_Tarefa 1:_
No excerto sobre a Maurícia, por que elementos é a ilha bordejada?
_Tarefa 2:_
Prossiga o excerto sobre a ilha Maurícia a partir da última frase apresentada.

_Excerto apresentado:_
Nas ilhas Maurícias, a ideia é ficar apenas pela sua ilha principal, a Maurícia. Um paraíso ornitológico, que possui o último registo do extinto Raphus cucullatus, o familiar dos pombos vulgarmente conhecido como Dodô2.
De origem exclusivamente vulcânica, e maioritariamente composta por rochas dessa natureza, a Maurícia é bordejada por basaltos do Paleocénico, ou seja, do início do Cenozoico, e por recifes de coral, já que a temperatura da água, a cerca de 20˚ de latitude, facilita tal existência (FIGURA 2).

_Linhas:_
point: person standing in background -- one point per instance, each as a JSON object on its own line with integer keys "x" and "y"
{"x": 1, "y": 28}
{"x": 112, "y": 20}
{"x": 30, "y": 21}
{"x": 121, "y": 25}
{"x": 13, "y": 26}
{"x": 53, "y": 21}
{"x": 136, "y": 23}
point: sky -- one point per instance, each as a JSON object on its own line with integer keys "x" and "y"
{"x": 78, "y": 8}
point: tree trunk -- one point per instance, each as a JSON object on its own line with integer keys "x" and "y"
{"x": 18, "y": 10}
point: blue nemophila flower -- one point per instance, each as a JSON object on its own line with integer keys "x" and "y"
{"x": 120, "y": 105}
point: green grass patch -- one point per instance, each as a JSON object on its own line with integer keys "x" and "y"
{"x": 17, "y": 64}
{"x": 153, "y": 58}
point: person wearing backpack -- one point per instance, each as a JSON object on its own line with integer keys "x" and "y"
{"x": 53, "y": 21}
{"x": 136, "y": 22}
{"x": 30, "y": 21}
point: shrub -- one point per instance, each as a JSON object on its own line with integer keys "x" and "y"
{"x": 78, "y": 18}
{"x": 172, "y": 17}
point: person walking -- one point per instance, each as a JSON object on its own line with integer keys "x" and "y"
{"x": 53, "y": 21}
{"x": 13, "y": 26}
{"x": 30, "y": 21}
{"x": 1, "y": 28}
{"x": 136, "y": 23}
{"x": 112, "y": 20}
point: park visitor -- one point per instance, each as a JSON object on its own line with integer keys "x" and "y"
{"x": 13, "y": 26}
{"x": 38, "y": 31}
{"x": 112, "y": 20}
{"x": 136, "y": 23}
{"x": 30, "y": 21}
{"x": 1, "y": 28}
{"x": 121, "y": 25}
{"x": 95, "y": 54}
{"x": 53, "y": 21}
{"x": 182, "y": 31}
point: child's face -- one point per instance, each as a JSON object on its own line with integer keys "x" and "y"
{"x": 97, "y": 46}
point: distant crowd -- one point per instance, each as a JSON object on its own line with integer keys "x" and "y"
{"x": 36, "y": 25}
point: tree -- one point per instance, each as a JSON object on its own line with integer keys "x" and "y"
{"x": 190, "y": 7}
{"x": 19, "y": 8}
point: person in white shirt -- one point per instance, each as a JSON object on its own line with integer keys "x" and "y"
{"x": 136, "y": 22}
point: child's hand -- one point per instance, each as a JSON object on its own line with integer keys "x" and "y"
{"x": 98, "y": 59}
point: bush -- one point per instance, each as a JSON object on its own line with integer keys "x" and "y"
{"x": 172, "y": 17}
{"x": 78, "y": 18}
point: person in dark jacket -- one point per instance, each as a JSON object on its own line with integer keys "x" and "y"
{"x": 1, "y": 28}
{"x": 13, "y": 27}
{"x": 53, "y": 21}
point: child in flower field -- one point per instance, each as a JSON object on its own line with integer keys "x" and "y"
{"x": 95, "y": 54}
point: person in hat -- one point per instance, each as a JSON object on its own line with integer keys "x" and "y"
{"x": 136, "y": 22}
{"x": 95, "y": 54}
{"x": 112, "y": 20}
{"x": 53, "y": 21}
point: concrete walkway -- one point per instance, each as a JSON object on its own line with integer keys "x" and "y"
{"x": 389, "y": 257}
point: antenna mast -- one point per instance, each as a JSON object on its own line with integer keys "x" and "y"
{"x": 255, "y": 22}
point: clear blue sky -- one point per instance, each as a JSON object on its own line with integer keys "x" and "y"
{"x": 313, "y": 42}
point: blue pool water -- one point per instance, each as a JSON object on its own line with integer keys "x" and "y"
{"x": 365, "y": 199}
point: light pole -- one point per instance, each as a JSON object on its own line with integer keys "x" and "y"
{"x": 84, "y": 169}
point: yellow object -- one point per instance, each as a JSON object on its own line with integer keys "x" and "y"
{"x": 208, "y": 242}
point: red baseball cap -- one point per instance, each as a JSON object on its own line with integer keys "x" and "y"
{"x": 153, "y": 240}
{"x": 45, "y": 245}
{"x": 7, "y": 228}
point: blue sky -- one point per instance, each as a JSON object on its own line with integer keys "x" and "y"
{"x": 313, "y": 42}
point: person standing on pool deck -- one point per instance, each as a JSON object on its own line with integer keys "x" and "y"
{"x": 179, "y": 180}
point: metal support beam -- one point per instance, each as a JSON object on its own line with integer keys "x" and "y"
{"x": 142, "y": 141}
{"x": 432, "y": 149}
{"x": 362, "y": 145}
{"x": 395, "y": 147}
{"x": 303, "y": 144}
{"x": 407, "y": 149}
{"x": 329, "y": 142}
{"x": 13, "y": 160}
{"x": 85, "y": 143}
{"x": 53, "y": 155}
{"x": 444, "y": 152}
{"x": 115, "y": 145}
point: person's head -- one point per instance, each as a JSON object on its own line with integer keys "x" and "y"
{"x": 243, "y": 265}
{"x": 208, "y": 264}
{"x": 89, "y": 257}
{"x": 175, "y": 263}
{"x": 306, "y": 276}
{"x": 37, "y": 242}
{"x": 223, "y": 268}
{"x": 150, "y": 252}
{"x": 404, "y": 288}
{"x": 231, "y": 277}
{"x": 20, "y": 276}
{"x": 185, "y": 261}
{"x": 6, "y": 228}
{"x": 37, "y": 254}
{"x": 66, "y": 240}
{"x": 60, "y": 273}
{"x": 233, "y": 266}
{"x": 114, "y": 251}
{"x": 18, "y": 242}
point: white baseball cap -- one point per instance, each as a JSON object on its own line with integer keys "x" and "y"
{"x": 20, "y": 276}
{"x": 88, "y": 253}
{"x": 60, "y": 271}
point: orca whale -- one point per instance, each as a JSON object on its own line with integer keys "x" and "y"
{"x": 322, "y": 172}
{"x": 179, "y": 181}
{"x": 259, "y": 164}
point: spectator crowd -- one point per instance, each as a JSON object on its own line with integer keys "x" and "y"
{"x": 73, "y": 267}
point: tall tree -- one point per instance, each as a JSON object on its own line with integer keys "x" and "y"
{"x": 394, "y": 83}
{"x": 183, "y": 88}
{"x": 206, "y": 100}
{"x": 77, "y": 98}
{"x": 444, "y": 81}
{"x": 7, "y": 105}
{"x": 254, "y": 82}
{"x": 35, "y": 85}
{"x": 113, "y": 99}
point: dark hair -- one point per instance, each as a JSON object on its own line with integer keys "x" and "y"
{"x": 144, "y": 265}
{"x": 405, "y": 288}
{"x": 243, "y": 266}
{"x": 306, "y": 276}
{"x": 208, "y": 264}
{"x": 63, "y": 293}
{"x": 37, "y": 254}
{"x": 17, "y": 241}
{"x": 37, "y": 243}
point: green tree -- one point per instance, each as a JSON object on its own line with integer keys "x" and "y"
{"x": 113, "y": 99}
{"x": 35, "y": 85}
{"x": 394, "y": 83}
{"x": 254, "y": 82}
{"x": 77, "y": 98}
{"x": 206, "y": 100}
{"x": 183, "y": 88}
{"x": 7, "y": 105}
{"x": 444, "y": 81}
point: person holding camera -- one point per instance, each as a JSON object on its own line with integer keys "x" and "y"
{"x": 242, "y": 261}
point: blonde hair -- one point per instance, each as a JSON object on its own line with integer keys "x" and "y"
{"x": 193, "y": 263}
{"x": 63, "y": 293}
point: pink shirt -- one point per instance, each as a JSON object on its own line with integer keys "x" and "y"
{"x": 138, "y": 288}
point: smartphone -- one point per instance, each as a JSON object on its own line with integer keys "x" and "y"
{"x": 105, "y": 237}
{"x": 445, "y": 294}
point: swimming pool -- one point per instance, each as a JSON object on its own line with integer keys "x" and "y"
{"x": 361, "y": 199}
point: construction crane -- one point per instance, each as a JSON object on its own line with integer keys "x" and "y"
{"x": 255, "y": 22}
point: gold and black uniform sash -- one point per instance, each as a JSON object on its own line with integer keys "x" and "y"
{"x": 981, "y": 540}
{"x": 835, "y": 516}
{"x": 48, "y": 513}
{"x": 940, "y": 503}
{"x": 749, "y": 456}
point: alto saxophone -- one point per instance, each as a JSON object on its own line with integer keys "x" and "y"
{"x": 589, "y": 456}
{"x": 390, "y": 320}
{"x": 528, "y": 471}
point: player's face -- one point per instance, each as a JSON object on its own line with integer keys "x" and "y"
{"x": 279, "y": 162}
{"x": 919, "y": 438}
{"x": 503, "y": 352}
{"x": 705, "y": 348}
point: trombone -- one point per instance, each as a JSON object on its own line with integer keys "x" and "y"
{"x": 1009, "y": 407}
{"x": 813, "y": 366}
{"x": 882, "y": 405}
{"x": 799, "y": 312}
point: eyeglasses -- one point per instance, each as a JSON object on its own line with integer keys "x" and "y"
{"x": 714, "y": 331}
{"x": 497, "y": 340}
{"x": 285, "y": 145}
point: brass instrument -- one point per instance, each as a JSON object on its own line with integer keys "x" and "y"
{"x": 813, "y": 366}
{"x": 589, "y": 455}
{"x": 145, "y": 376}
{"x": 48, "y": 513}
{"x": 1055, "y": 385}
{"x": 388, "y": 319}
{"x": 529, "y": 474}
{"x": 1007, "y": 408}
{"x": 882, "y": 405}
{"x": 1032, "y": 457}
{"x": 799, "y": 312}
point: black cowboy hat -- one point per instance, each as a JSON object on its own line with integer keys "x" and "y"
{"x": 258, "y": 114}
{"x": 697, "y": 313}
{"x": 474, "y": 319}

_Resultado da tarefa 1:_
Por basaltos do Paleocénico e por recifes de coral.

_Resultado da tarefa 2:_
Apesar do contexto mais antigo, a origem das primeiras lavas que se terão erguido acima do nível do mar, e que terão formado o “esqueleto” da ilha, remontam aos 8—9 milhões de anos (Miocénico), valores comprovados a partir de diferentes métodos de decaimento radiométrico3, 4. O rigoroso trabalho de datação abasoluta remete-nos para a velha história de que em geologia não é sempre mais milhão, menos milhão de anos. Sendo uma ilha muito recente, esse erro fará a sua diferença.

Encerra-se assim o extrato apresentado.